DATASET ENTRIES.
»»
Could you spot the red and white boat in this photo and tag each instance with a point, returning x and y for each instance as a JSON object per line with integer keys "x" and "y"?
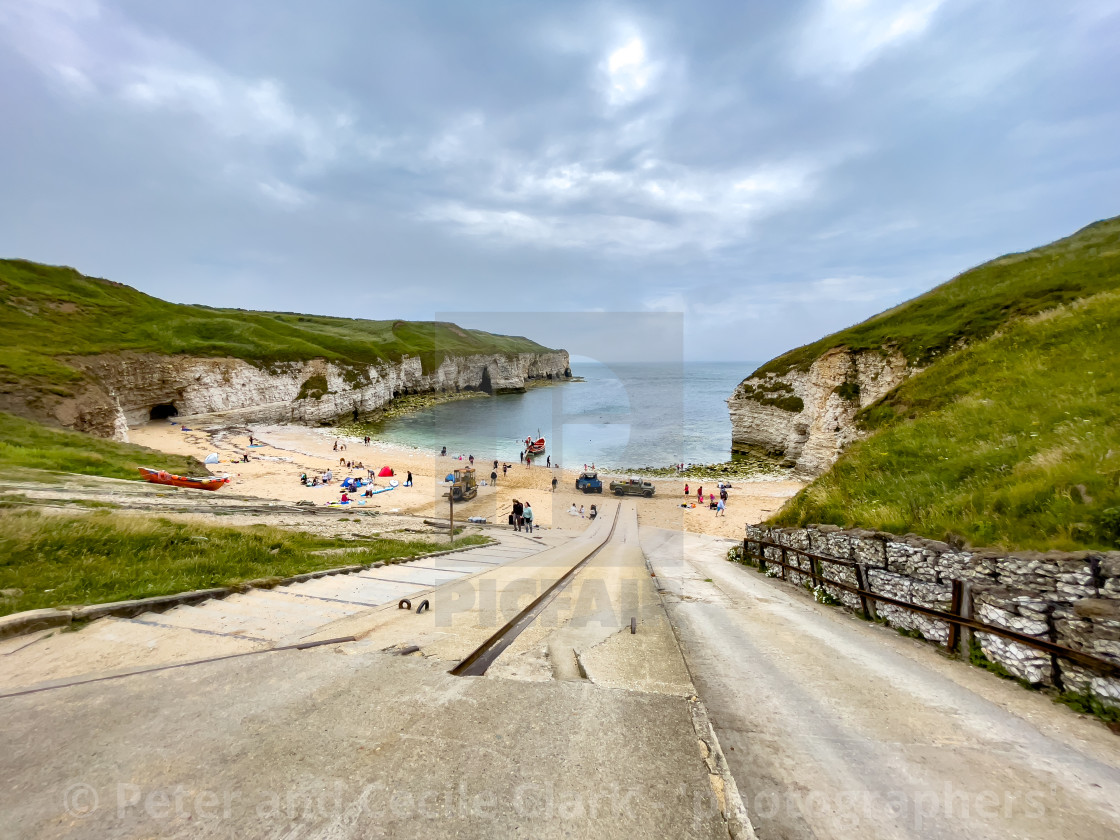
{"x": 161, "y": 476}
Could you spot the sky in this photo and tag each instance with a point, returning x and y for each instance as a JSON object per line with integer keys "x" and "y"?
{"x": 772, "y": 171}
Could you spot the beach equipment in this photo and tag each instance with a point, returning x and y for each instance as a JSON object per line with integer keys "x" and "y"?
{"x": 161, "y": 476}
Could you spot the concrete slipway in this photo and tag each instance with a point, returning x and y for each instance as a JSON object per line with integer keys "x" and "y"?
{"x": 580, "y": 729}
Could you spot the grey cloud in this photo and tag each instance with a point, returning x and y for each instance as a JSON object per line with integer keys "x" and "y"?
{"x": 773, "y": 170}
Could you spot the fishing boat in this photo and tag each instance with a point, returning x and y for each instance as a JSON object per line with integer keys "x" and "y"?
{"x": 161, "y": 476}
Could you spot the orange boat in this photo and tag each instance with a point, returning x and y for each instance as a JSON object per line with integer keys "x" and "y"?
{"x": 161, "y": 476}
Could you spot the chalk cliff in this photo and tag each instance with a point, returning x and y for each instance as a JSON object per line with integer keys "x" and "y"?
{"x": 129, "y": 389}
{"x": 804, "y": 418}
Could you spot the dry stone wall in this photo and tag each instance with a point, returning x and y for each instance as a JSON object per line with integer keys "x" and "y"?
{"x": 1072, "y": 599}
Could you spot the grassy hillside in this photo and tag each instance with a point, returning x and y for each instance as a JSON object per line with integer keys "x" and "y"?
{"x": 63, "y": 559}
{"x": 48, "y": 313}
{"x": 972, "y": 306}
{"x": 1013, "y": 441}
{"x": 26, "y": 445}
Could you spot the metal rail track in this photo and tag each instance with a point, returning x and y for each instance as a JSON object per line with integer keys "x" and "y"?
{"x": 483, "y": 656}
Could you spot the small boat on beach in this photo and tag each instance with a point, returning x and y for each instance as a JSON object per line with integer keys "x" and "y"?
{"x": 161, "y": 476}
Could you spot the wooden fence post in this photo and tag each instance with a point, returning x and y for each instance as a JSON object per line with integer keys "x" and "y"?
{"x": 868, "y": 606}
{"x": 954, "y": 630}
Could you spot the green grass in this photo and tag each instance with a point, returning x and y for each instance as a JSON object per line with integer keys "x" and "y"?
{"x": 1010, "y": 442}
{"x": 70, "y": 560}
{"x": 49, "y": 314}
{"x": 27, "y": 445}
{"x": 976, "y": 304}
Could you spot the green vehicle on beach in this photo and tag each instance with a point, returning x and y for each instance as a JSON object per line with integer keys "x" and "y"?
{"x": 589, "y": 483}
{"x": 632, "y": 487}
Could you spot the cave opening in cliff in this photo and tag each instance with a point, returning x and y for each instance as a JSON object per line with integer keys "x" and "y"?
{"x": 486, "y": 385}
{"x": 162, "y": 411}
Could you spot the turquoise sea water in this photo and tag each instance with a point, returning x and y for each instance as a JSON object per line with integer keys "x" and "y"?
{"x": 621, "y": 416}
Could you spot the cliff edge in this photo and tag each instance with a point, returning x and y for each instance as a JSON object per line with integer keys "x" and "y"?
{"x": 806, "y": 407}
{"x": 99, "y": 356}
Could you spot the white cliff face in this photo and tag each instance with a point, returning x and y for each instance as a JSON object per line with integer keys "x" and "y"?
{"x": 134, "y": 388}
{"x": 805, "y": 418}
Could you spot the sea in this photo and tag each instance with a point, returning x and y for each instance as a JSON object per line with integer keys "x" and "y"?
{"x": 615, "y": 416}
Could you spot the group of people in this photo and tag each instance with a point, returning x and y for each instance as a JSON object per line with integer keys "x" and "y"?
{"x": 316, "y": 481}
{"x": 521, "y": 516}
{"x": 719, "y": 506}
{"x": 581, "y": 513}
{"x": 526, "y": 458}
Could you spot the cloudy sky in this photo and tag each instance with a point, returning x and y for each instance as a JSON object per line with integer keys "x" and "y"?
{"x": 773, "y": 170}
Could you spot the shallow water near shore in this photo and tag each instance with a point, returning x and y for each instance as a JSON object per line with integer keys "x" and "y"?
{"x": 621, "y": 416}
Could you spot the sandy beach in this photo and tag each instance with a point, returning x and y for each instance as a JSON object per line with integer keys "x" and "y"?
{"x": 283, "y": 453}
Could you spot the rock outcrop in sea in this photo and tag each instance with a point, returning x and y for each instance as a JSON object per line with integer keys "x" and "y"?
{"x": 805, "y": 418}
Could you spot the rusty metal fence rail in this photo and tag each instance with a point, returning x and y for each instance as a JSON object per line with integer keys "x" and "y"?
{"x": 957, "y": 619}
««
TASK BRIEF.
Each line above is to be copied verbatim. Drop any image from the copy.

RESPONSE FOR THIS EXERCISE.
Could you spot the red and white boat in this photo and tag each instance with a point, returning x and y for each instance as a JSON object per line with integer keys "x" and "y"?
{"x": 161, "y": 476}
Could you spot the sky in this photo and tag each instance with a point, returning x and y for each instance as a JSON object per line with integer keys "x" and "y"?
{"x": 772, "y": 171}
Could you spot the beach equipment in this photo and tag each instance with a point, returning x and y for each instance as a JSON object per line with integer keys "x" and "y"?
{"x": 161, "y": 476}
Could you spot the concrete slipway in this photo and tag each instance with a point, returning x and y for each instance as a JSON object per line with integer keys "x" and "y"?
{"x": 580, "y": 729}
Could you spot the grey cloud in this photo and tag each instance with a point, returning x and y for each instance as a JSON object per line with integer keys "x" and "y"?
{"x": 773, "y": 170}
Could you spot the fishing boat in this photo and tag each instance with a point, returning x and y for each instance as a JSON object per line with integer keys "x" and "y"?
{"x": 161, "y": 476}
Could you spot the orange boat in this photo and tag each instance with a point, returning x and y for each instance as a JSON object per line with integer keys "x" and "y"?
{"x": 161, "y": 476}
Could you spot the chalk cliff in this photo and tag each instance with a point, returning x and y for each instance as a JSON object per line with integer keys "x" and "y"?
{"x": 129, "y": 389}
{"x": 804, "y": 418}
Could you spot the dry stone wall in this photo and tag each instance with a point, returning x and y for each instance as a JSON object per line with integer keys "x" and "y"?
{"x": 1072, "y": 599}
Could you spot the grassy hillside in this photo and tag each instance with a point, returning x and y for each instance as a JSON object per line with integer keys "x" and "y"?
{"x": 63, "y": 559}
{"x": 48, "y": 313}
{"x": 972, "y": 306}
{"x": 1013, "y": 441}
{"x": 26, "y": 445}
Could you spot the metal rail track in this photo and tag each instance with a point, returning x and y for each instance as a JSON object per line with integer keys "x" and "y"?
{"x": 483, "y": 656}
Could you spot the small boat on beach in this photo and tag each instance with a point, returning x and y for each instance as a JSON object per line with integer keys "x" and "y"?
{"x": 161, "y": 476}
Could you spot the wooden fence post in this photo and tag each instance with a point, returning x and y for each instance as a JSON object per line with integer keys "x" and "y"?
{"x": 868, "y": 606}
{"x": 954, "y": 630}
Could you spot the green grass in this photo and tag each instance with a point, returning x and y for each instance as a JSON object per line with integer keys "x" and "y"?
{"x": 1010, "y": 442}
{"x": 70, "y": 560}
{"x": 49, "y": 314}
{"x": 27, "y": 445}
{"x": 976, "y": 304}
Could you spot the green vehicle on beach in this photo and tag each instance with a point, returning x and y for each instance as a JSON object per line with integer keys "x" and "y"?
{"x": 589, "y": 483}
{"x": 632, "y": 487}
Could you spot the cave opening in cliff in this photo and tag each instance with a point, returning x and y for each instance as a JSON object per line with integer keys "x" and "y"?
{"x": 486, "y": 385}
{"x": 162, "y": 411}
Could you spot the turquoise sea water in this photo and tag each instance with a point, returning x and y for each instance as a JSON object per line with integer keys "x" and "y"?
{"x": 621, "y": 416}
Could you spot the cliff edge in this photo and tag each instance with a point, returning x and y for each instance as a JSON object per line with integer keys "x" and "y"?
{"x": 806, "y": 407}
{"x": 99, "y": 356}
Could you spot the white cliff face in this photo and tag each instance with a point, returning x and y for each instance as a JSON object per line with integer keys "x" and "y"?
{"x": 134, "y": 388}
{"x": 805, "y": 418}
Could you spot the sea in this photo and tag each instance with a point, returning x and y for each instance as a JSON object per line with integer keys "x" and "y"?
{"x": 615, "y": 416}
Could you spot the group of people in this photo and tag each instance with a point, returning x and y for each instance as a JSON object per line with integer keys "x" and "y"?
{"x": 316, "y": 481}
{"x": 521, "y": 516}
{"x": 719, "y": 506}
{"x": 581, "y": 513}
{"x": 526, "y": 458}
Could you spot the cloudy sky in this photo and tag each instance with a point, returning x and y for each instance as a JSON object per line with integer keys "x" and "y"?
{"x": 773, "y": 170}
Could you spot the shallow water near shore in this photo and tag each instance with a point, returning x and y for each instance as a JSON object per line with integer keys "x" and "y"?
{"x": 621, "y": 416}
Could you spot the sandy beach in this photo and tag each instance with a point, returning x and y for each instance as a JSON object per line with integer keys "x" and "y"?
{"x": 283, "y": 453}
Could you spot the rock outcrop in sea in this photo and tag each instance with a point, returning x and y for each instance as a JSON object per line with integer keys "x" and "y"?
{"x": 805, "y": 418}
Could you spot the rusty metal fence rail in this photo and tag each instance with a point, returning x and y for each instance as a JSON object per line with integer keys "x" and "y"?
{"x": 957, "y": 619}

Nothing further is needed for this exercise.